## PROBLEM
Copy the records below from their start through the line containing "0, 216, 9, 252", requests included, and shift every bounding-box coordinate in the answers by adding 41. Leave the sample coordinates in the requests unchanged, and omit the pictures.

╭─ MATERIAL PROVIDED

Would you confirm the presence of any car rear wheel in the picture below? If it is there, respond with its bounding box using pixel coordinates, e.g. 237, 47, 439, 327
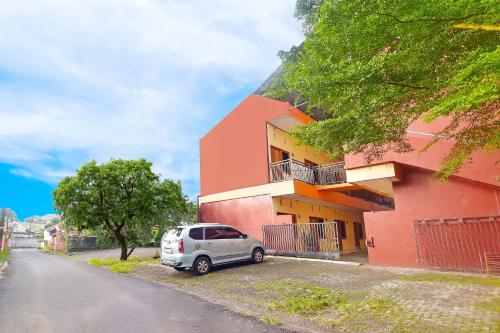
252, 248, 264, 264
193, 257, 212, 275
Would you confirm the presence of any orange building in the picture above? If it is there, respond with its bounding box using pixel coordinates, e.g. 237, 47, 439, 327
199, 95, 500, 266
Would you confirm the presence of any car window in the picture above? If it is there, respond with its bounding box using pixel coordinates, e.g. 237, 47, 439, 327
205, 227, 225, 240
224, 227, 243, 239
189, 228, 203, 240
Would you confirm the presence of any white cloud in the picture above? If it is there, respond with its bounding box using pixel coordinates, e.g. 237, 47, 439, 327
0, 0, 302, 194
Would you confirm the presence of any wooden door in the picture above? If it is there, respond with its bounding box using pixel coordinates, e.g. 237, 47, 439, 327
271, 146, 290, 163
354, 222, 364, 250
335, 220, 347, 251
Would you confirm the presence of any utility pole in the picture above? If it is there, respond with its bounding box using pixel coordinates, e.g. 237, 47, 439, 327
0, 216, 9, 252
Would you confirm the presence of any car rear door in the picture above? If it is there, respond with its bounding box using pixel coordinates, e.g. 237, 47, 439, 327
224, 227, 251, 260
161, 227, 184, 255
201, 227, 231, 264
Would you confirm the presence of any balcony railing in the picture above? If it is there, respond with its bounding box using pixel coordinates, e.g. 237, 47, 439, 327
269, 159, 346, 185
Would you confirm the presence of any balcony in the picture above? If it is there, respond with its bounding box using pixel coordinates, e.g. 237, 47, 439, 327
269, 159, 346, 185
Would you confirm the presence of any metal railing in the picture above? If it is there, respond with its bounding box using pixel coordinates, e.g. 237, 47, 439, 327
413, 216, 500, 273
339, 190, 395, 209
269, 159, 346, 185
315, 162, 347, 185
262, 222, 339, 259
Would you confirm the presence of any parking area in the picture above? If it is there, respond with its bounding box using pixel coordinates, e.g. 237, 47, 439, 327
76, 252, 500, 332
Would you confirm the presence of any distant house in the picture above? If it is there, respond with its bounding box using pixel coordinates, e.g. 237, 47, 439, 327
43, 223, 66, 251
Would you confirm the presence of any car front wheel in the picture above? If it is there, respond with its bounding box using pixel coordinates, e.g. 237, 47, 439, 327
193, 257, 212, 275
252, 248, 264, 264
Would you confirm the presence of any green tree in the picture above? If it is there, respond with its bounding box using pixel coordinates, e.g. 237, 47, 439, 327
267, 0, 500, 179
53, 159, 187, 260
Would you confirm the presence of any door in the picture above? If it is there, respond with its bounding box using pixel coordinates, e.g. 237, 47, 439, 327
335, 220, 347, 251
309, 216, 325, 252
201, 227, 231, 264
354, 222, 365, 250
224, 227, 251, 260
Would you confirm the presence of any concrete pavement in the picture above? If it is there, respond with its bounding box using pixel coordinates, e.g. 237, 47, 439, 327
0, 249, 280, 333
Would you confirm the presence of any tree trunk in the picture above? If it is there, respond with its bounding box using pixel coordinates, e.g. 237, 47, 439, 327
116, 234, 128, 260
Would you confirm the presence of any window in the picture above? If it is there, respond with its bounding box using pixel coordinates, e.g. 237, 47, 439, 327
335, 220, 347, 239
224, 228, 243, 239
309, 216, 325, 238
205, 227, 225, 240
175, 228, 184, 237
189, 228, 203, 240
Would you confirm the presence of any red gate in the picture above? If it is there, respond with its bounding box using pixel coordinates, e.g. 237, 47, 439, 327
413, 216, 500, 273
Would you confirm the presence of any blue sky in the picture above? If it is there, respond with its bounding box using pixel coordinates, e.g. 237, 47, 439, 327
0, 0, 303, 218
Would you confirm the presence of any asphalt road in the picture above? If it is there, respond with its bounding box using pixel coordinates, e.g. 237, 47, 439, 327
0, 249, 277, 333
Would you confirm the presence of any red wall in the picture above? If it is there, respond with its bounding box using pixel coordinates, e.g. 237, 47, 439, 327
200, 95, 291, 196
200, 195, 273, 240
364, 167, 500, 267
345, 119, 500, 186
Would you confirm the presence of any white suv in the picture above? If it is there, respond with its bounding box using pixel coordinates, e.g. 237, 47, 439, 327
160, 223, 265, 275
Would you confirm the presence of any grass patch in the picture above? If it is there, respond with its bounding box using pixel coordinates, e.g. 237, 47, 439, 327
255, 280, 415, 331
89, 257, 158, 274
0, 251, 10, 262
474, 296, 500, 314
396, 273, 500, 287
259, 316, 281, 326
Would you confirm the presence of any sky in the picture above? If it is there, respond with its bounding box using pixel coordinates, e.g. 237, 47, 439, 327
0, 0, 303, 219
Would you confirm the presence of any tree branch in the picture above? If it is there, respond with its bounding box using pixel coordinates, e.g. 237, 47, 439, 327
365, 7, 479, 24
127, 245, 135, 258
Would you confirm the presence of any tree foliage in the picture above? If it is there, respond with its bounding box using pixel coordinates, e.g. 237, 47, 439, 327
268, 0, 500, 178
53, 159, 188, 260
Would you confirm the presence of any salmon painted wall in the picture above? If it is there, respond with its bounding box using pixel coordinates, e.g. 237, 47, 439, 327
200, 95, 291, 196
364, 167, 500, 267
345, 121, 500, 186
267, 124, 335, 165
273, 197, 366, 252
200, 195, 273, 240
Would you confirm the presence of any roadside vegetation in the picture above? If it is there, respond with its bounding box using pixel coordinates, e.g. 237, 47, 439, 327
0, 251, 10, 262
265, 0, 500, 180
89, 257, 158, 274
53, 159, 196, 260
259, 316, 282, 326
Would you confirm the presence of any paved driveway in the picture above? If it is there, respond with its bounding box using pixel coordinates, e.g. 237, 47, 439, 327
0, 249, 282, 333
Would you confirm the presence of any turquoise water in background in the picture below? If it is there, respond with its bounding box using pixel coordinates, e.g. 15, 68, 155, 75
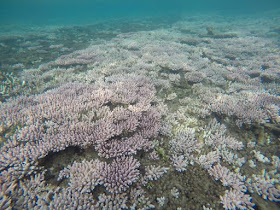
0, 0, 280, 210
0, 0, 280, 24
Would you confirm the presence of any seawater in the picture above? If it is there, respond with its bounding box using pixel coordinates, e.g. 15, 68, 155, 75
0, 0, 280, 209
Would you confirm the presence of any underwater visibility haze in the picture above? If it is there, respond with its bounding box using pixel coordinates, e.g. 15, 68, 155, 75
0, 0, 280, 210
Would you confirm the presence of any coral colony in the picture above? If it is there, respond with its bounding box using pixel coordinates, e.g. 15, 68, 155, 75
0, 14, 280, 209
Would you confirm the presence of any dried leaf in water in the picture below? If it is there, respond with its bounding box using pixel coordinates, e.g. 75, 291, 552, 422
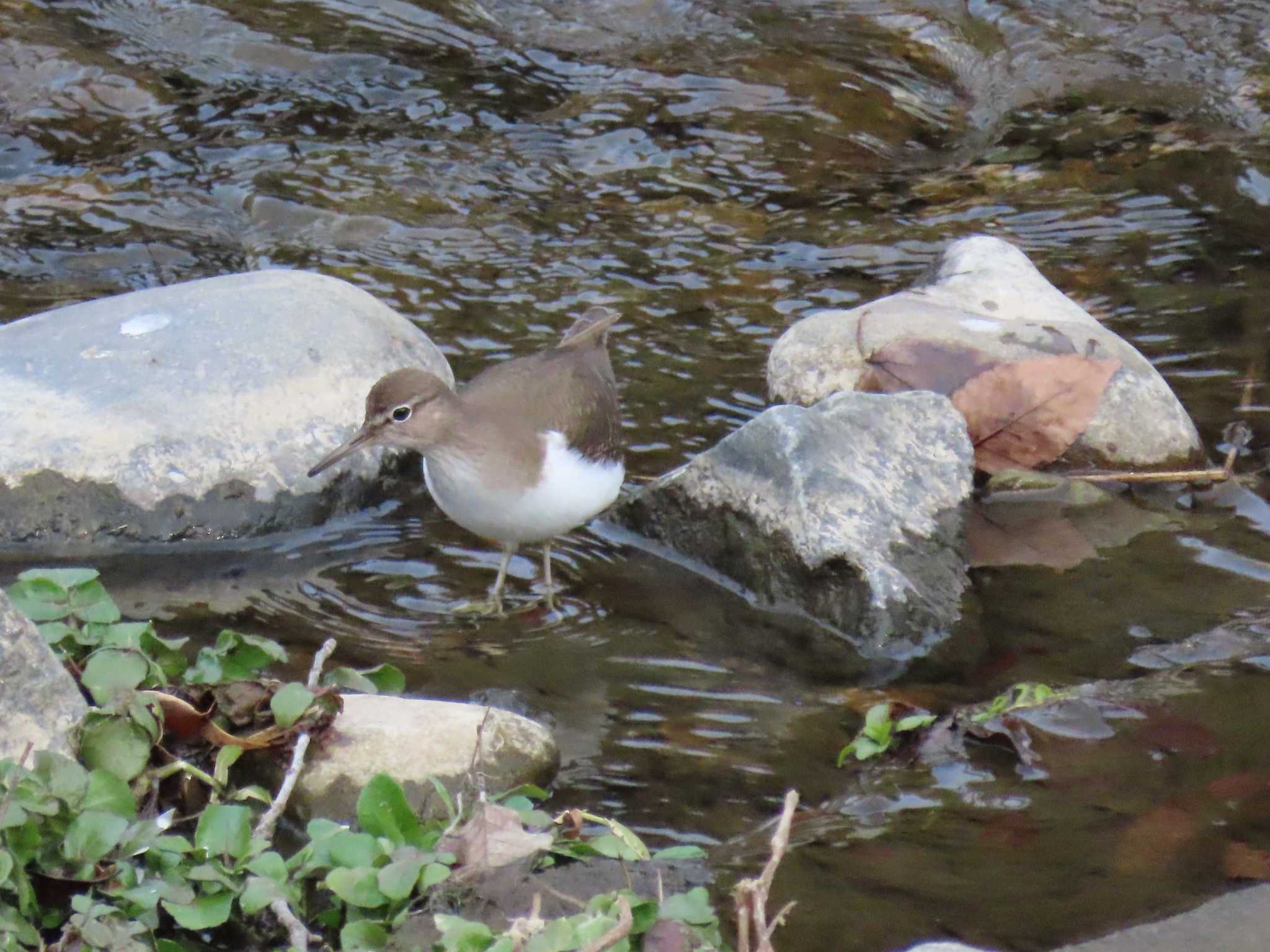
437, 802, 551, 878
1114, 803, 1199, 876
965, 503, 1099, 570
856, 338, 998, 396
200, 721, 273, 750
1222, 843, 1270, 879
952, 354, 1120, 472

╰─

## ANSWER TO THE TASK
Would you confirm the presence of any car rear wheel in the picture below? If it is there, respond with its bounding box using pixel coordinates, e.g. 237, 47, 439, 327
293, 289, 305, 305
234, 298, 253, 316
Would you confirm the presence of any orange building in the picture above? If it is there, respond with its bounding box using pixel coordinates, e.g. 237, 47, 439, 327
240, 136, 541, 307
Would you confirm the presence of any car window in the picture above? If it is there, respond with its bounding box using pixel coordinates, e.g. 237, 47, 439, 327
246, 268, 266, 281
265, 268, 284, 280
230, 269, 244, 281
Would you confirm the presence of any white cloud in the picture above? If it is there, respond with its bounding box using pixel coordinates, e.g. 237, 47, 439, 327
41, 41, 343, 235
Would you confirm the presence of any wooden door in the picture above? If it is there, respond with its bounding box using pixel coordinates, e.g. 237, 47, 439, 327
312, 187, 331, 204
395, 263, 405, 291
376, 261, 388, 292
Would you confirm the presence of any utility pole in the picture above? If it is there, respond with its bounding box using pixel coordinates, e.g. 237, 47, 439, 327
41, 257, 50, 293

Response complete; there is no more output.